— WRITTEN INSTRUCTION —
Express every line of the entries below as a JSON list of strings, one string per line, omitting blank lines.

--- Start of DATA RECORDS ---

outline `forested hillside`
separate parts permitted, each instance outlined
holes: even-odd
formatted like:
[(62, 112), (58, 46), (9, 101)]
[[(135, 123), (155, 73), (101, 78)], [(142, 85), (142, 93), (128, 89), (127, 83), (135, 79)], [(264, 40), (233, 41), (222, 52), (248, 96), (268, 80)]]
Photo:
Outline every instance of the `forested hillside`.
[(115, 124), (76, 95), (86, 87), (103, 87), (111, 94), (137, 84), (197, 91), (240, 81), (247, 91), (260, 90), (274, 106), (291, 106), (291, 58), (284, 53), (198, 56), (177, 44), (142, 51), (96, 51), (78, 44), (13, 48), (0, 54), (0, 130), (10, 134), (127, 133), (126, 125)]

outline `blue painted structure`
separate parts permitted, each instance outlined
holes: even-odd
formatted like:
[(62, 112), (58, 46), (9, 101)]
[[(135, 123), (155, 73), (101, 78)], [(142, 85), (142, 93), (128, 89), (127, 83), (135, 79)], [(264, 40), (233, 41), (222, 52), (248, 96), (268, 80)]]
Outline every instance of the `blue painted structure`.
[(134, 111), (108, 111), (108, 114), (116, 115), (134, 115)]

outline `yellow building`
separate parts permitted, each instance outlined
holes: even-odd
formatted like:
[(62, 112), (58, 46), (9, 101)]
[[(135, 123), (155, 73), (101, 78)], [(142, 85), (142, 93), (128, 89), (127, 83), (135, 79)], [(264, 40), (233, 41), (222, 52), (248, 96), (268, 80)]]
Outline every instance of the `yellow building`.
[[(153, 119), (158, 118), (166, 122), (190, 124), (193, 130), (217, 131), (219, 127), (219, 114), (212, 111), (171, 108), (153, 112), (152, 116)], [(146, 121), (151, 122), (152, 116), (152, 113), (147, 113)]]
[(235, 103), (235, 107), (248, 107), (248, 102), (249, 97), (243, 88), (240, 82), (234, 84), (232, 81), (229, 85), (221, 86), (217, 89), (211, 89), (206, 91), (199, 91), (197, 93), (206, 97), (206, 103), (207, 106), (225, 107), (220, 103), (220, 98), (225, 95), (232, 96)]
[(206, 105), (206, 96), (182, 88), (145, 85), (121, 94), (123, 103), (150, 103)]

--- End of DATA RECORDS ---

— SOLUTION TO THIS PROBLEM —
[
  "outline `forested hillside`",
  "separate parts permitted, each instance outlined",
  "holes: even-odd",
  "formatted like:",
  "[(62, 112), (58, 46), (9, 101)]",
  "[[(135, 123), (155, 73), (101, 78)], [(142, 85), (142, 93), (128, 89), (127, 83), (135, 79)], [(264, 40), (233, 41), (222, 52), (248, 96), (268, 80)]]",
  "Photo:",
  "Outline every instance of the `forested hillside`.",
  "[(115, 124), (76, 95), (86, 87), (103, 87), (111, 94), (137, 84), (197, 91), (240, 81), (247, 91), (260, 90), (274, 106), (291, 106), (291, 58), (284, 53), (198, 56), (177, 44), (142, 51), (96, 51), (78, 44), (13, 48), (0, 54), (0, 130), (10, 134), (127, 133), (126, 125)]",
  "outline `blue painted structure`",
  "separate parts permitted, each instance outlined",
  "holes: even-odd",
  "formatted like:",
  "[(62, 112), (58, 46), (9, 101)]",
  "[[(135, 123), (155, 73), (101, 78)], [(142, 85), (142, 93), (128, 89), (127, 83), (135, 79)], [(264, 40), (233, 41), (222, 52), (248, 96), (268, 80)]]",
  "Outline every instance of the `blue painted structure`.",
  "[(134, 111), (108, 111), (108, 114), (116, 115), (134, 115)]",
  "outline `yellow building`",
  "separate parts permitted, each instance outlined",
  "holes: even-odd",
  "formatted like:",
  "[(62, 112), (58, 46), (9, 101)]",
  "[[(135, 123), (155, 73), (101, 78)], [(142, 85), (142, 93), (128, 89), (127, 83), (135, 79)], [(264, 40), (233, 41), (222, 52), (248, 96), (268, 80)]]",
  "Outline every instance of the `yellow building`.",
  "[[(153, 119), (158, 118), (166, 122), (190, 124), (193, 130), (217, 131), (219, 127), (219, 114), (212, 111), (171, 108), (153, 112), (152, 116)], [(146, 121), (151, 122), (152, 116), (152, 113), (147, 113)]]",
  "[(235, 103), (235, 107), (248, 107), (248, 102), (249, 97), (243, 88), (240, 82), (234, 84), (232, 81), (229, 85), (221, 86), (217, 89), (211, 89), (206, 91), (199, 91), (197, 93), (206, 97), (206, 103), (207, 106), (225, 107), (220, 103), (220, 98), (225, 95), (232, 96)]",
  "[(206, 105), (206, 96), (182, 88), (145, 85), (121, 94), (123, 103), (150, 103)]"
]